Task inputs>
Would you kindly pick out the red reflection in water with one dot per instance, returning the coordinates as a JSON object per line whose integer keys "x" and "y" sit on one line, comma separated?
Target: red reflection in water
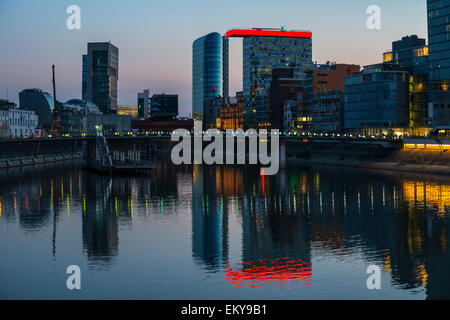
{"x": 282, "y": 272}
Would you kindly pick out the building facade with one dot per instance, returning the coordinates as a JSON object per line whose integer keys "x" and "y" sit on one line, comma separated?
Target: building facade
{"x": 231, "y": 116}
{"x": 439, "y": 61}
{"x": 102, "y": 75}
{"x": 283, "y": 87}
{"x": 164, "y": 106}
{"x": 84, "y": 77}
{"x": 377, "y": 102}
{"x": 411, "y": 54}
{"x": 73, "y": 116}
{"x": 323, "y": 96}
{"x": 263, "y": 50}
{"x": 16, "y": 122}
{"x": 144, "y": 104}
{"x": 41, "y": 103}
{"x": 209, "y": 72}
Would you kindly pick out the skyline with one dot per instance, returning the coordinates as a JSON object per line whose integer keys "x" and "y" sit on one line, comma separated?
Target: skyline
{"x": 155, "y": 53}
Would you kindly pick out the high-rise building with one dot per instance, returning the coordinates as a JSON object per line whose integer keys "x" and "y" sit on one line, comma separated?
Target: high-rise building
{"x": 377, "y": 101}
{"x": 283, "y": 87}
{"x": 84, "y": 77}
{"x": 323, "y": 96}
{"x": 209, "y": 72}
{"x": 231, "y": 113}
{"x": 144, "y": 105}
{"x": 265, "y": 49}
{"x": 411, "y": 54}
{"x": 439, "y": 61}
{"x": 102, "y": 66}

Aim>
Rewrite the lines starting with the line containing "Would you kindly pick out the high-rise" and going on through the end of the items, replacing "high-rise building" with "tower block" and keeping everything else the same.

Solution for this exercise>
Would you kindly pick out the tower block with one dot per instance, returning the coordinates as a JSON object per line whose integer keys "x" and "y" sit on one line, comma separated?
Target: tower block
{"x": 377, "y": 101}
{"x": 283, "y": 87}
{"x": 84, "y": 77}
{"x": 323, "y": 96}
{"x": 209, "y": 72}
{"x": 231, "y": 113}
{"x": 144, "y": 105}
{"x": 265, "y": 49}
{"x": 411, "y": 54}
{"x": 439, "y": 61}
{"x": 102, "y": 66}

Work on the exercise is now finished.